[Aim of the exercise] Filter the lines below and keep only those that contain the string "uniform". The match is case-sensitive.

══ Data for the task

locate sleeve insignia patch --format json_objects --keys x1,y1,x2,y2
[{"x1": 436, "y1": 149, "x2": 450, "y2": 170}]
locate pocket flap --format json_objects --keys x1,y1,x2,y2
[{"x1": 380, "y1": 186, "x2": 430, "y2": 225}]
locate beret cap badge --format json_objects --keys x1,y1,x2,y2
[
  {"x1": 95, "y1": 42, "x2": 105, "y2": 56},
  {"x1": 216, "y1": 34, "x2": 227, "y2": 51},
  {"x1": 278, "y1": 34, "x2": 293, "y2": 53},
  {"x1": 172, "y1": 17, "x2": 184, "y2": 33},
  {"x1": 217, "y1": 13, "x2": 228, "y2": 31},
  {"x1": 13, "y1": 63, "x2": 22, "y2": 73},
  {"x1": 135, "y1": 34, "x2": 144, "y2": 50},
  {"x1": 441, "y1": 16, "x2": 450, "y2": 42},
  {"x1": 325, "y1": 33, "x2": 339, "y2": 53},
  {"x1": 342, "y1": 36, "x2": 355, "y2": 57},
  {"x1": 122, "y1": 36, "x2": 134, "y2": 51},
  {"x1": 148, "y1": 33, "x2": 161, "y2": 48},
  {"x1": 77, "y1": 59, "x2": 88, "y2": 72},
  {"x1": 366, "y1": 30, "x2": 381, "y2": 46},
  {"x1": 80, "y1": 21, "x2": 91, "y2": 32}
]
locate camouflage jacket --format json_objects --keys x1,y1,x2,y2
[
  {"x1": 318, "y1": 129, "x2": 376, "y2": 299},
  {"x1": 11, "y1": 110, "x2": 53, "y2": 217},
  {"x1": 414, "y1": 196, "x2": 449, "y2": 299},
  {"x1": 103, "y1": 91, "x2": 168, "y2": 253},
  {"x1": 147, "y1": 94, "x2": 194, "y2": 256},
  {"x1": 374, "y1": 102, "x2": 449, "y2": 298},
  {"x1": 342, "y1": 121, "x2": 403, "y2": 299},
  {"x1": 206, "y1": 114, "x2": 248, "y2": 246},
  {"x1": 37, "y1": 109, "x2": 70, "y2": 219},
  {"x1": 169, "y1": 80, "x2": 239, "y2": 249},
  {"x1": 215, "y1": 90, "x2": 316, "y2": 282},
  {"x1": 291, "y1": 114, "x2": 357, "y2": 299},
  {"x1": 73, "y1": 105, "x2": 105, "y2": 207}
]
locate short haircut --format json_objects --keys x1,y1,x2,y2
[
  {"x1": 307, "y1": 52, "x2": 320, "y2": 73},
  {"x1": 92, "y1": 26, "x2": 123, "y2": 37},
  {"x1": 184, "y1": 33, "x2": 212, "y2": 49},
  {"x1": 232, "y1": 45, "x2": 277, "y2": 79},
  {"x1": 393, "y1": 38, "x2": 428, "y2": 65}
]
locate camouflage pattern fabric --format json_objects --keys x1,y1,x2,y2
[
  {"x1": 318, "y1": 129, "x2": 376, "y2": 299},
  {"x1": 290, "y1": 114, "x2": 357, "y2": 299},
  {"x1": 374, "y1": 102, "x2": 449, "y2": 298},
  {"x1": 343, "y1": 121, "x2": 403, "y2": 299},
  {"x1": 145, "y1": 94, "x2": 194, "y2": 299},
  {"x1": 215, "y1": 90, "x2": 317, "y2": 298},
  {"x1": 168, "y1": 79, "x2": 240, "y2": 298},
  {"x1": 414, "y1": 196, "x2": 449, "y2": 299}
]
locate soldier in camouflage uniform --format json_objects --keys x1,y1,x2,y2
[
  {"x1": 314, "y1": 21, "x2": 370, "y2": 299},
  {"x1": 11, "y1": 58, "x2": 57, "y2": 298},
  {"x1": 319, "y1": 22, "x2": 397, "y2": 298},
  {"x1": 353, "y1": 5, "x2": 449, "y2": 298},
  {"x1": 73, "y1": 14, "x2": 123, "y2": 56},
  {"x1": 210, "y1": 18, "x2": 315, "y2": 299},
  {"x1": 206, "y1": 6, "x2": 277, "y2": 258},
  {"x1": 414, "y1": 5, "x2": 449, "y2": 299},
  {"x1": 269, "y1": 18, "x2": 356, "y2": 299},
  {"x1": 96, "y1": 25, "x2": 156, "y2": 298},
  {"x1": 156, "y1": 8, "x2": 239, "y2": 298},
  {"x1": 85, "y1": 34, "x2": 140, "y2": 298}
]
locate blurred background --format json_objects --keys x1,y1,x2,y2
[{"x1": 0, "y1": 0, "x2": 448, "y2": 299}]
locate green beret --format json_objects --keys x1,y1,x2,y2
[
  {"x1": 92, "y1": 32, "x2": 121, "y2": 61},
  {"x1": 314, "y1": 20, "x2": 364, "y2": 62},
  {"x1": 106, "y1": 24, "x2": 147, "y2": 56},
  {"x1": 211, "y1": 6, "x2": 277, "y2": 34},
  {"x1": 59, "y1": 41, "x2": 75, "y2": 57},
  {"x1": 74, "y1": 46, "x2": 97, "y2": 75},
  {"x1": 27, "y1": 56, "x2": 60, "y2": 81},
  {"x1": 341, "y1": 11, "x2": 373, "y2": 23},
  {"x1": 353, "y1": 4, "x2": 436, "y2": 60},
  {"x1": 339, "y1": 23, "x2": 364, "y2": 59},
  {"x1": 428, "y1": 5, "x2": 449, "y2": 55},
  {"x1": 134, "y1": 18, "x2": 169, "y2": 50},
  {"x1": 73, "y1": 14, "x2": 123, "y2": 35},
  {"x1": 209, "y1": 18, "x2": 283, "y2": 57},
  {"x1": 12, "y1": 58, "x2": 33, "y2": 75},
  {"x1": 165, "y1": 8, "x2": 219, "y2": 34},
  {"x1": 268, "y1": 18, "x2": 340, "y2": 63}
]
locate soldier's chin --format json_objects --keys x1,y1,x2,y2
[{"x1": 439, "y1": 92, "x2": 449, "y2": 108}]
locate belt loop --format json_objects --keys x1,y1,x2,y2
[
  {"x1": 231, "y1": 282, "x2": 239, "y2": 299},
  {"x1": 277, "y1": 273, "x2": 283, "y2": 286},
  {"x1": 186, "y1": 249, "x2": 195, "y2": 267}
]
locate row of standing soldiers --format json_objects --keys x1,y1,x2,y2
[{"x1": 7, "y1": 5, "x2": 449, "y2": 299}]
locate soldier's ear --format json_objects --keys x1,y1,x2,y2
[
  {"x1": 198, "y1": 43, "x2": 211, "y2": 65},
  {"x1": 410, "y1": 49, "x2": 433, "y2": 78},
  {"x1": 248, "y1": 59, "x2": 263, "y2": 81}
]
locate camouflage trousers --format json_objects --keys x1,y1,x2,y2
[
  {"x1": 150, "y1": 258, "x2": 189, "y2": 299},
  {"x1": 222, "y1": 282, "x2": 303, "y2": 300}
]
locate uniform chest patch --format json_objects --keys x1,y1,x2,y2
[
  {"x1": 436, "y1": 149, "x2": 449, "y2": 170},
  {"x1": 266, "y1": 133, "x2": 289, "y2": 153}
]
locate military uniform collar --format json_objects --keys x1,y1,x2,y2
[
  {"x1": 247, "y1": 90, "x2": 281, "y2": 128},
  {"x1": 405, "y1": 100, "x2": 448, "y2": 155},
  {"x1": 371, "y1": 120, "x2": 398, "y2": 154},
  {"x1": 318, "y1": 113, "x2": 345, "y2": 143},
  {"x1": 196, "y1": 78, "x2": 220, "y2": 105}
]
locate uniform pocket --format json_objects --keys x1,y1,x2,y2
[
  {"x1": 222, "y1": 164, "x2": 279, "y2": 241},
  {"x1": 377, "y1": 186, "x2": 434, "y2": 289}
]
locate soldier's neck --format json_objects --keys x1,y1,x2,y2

════

[Response to the exercise]
locate soldier in camouflage uniform --format json_objects --keys x1,y1,x2,y2
locate uniform chest patch --format json_objects --keys x1,y1,x2,y2
locate military uniform collar --format json_objects --keys x1,y1,x2,y2
locate uniform pocket --format json_objects --keys x1,y1,x2,y2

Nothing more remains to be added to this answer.